* Exercise input

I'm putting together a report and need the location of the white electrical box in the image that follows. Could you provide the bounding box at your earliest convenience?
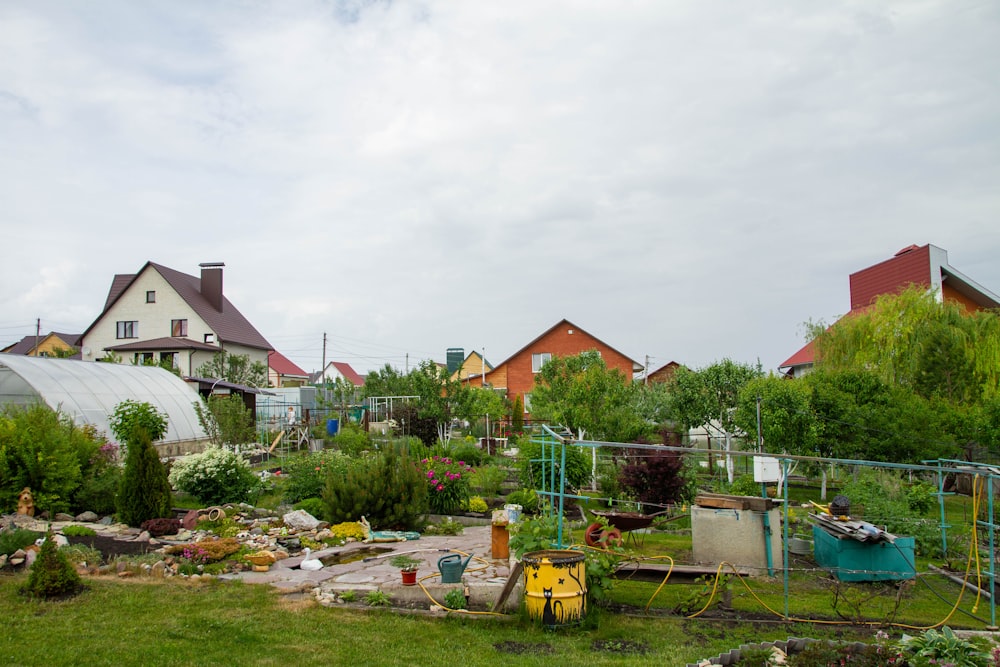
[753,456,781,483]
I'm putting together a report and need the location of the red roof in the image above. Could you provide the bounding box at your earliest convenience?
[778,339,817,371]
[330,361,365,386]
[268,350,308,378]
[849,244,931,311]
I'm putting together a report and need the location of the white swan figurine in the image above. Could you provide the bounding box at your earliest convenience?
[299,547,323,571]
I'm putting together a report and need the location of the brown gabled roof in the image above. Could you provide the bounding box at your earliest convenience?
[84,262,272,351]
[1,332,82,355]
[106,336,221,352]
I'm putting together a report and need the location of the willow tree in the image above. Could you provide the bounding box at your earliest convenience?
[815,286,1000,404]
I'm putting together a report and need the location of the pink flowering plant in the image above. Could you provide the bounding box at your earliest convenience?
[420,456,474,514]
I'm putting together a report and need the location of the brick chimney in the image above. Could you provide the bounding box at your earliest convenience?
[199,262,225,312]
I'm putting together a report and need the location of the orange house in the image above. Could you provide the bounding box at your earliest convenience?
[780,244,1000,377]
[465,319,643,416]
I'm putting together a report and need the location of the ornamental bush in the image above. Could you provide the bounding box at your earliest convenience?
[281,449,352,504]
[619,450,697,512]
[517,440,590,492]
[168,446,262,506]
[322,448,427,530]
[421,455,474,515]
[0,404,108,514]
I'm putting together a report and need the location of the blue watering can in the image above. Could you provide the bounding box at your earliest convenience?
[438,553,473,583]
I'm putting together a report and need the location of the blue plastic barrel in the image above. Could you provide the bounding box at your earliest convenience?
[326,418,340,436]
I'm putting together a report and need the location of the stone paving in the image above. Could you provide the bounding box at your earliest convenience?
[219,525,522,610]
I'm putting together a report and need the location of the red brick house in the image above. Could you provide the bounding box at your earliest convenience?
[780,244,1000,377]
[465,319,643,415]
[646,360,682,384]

---

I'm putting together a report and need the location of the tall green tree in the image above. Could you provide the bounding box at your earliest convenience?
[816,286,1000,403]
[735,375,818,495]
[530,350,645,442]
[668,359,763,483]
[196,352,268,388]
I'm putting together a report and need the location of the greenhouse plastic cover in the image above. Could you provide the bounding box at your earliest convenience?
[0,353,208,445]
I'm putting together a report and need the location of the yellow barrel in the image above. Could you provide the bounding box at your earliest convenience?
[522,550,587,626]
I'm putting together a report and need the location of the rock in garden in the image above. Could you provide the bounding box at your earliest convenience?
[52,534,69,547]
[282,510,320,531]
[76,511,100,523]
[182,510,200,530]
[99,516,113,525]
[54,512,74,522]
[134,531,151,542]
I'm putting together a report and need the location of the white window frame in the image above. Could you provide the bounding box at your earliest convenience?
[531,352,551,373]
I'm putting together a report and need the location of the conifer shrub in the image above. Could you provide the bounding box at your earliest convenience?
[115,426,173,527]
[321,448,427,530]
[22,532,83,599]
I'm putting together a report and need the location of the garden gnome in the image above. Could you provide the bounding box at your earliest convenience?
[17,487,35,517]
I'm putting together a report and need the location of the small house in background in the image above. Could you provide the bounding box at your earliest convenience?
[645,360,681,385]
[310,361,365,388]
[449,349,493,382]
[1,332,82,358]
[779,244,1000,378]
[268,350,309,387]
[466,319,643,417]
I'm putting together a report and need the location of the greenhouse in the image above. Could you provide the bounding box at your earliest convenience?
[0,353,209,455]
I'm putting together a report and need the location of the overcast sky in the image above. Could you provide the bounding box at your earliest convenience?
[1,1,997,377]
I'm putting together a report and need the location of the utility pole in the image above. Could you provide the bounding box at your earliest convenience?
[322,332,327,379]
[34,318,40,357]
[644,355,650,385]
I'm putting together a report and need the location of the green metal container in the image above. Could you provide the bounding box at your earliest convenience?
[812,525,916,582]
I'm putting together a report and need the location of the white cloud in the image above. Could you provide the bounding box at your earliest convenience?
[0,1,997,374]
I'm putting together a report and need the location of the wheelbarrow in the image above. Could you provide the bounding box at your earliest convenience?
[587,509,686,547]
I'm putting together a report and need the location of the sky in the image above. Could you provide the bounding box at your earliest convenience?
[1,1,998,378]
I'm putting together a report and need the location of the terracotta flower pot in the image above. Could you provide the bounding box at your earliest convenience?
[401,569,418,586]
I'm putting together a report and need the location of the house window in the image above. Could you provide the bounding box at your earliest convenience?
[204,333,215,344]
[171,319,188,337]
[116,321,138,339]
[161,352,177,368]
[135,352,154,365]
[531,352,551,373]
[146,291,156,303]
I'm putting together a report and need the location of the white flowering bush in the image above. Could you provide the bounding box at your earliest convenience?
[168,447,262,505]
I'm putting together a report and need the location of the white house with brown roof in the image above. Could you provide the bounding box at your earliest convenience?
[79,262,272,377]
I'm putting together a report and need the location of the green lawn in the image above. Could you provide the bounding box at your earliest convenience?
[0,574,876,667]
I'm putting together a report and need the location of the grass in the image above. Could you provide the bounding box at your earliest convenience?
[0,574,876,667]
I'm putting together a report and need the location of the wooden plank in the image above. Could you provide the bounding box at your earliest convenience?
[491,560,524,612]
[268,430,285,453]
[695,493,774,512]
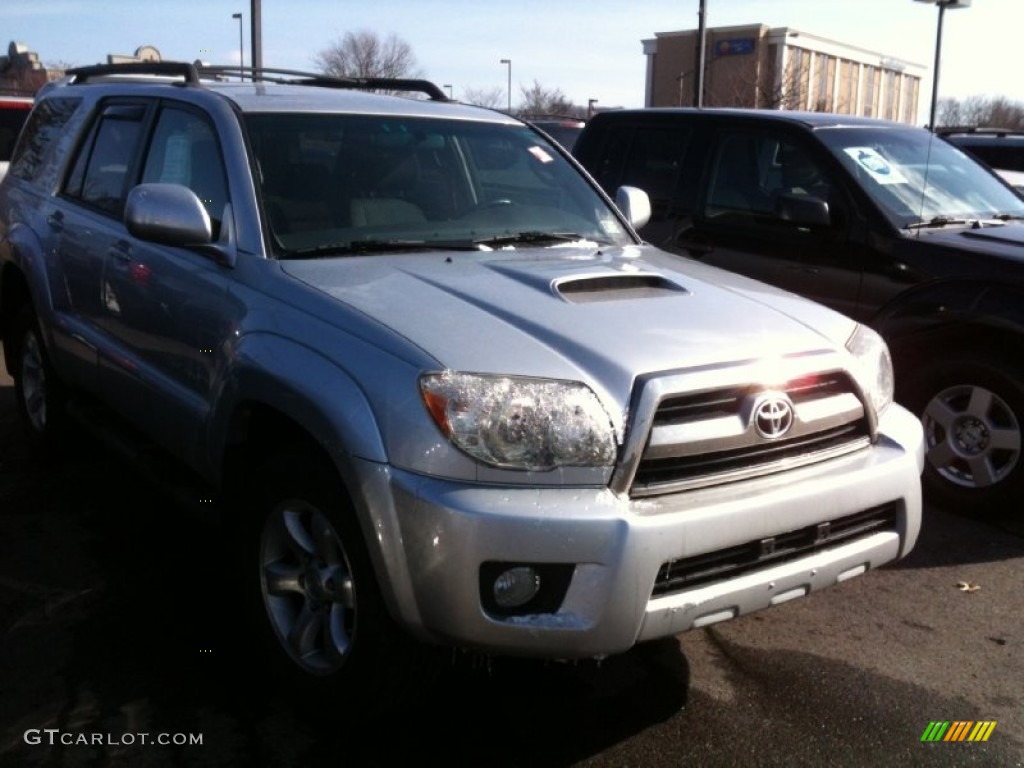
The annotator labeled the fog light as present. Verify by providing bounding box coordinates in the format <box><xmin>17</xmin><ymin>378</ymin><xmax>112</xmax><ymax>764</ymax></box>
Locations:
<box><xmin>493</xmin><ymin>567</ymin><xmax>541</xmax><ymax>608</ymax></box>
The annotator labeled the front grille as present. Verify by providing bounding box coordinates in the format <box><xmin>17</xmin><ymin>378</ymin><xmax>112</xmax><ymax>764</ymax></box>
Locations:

==

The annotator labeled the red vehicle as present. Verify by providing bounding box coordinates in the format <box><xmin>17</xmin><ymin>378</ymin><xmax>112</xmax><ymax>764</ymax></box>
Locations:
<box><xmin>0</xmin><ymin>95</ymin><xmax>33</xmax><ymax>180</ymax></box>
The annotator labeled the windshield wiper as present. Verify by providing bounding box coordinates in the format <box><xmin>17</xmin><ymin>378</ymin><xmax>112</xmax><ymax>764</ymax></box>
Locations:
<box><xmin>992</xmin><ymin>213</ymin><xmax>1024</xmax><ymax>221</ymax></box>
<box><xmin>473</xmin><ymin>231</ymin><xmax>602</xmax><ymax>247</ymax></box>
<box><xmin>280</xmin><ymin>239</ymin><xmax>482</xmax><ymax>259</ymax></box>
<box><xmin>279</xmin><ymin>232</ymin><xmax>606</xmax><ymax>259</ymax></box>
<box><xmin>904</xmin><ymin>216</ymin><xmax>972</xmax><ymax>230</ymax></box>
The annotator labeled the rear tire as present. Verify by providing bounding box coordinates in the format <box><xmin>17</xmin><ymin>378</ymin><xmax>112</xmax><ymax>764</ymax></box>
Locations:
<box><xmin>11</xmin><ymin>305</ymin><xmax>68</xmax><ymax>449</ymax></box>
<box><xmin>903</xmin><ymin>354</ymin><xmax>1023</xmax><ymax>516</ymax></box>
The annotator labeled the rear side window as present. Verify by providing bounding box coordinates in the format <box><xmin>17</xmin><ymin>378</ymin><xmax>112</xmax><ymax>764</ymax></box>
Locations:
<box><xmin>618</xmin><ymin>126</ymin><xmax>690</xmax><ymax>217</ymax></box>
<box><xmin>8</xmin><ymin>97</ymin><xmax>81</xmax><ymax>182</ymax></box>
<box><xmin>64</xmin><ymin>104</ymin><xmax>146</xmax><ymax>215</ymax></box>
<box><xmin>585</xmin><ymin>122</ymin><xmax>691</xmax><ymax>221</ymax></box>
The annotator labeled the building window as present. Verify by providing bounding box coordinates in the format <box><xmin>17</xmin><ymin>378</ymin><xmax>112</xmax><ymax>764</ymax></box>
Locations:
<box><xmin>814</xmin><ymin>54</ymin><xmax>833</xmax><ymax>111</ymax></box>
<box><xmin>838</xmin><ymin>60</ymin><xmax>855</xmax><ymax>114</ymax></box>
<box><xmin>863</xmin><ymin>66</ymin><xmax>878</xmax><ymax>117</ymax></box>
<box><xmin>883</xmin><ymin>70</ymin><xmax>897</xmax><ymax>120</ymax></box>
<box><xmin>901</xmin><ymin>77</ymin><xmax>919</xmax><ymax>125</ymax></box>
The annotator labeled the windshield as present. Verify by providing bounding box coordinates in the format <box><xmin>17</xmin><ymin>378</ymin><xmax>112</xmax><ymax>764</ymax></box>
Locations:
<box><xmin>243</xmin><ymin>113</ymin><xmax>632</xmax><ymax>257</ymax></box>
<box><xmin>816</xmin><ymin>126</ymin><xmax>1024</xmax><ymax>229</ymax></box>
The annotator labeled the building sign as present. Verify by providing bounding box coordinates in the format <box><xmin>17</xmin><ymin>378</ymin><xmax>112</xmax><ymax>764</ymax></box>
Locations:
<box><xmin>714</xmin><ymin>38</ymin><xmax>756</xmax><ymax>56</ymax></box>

* Work instruction
Which lines of the listing contain the string "windshield"? Copy every one of them.

* Answer to this exercise
The annotator labeled the windshield wiper as present. Verify by providing bounding box coordinates in the format <box><xmin>17</xmin><ymin>378</ymin><xmax>112</xmax><ymax>764</ymax></box>
The annotator labeled the windshield as present. Verify by providing bounding box coordinates in the format <box><xmin>17</xmin><ymin>378</ymin><xmax>112</xmax><ymax>764</ymax></box>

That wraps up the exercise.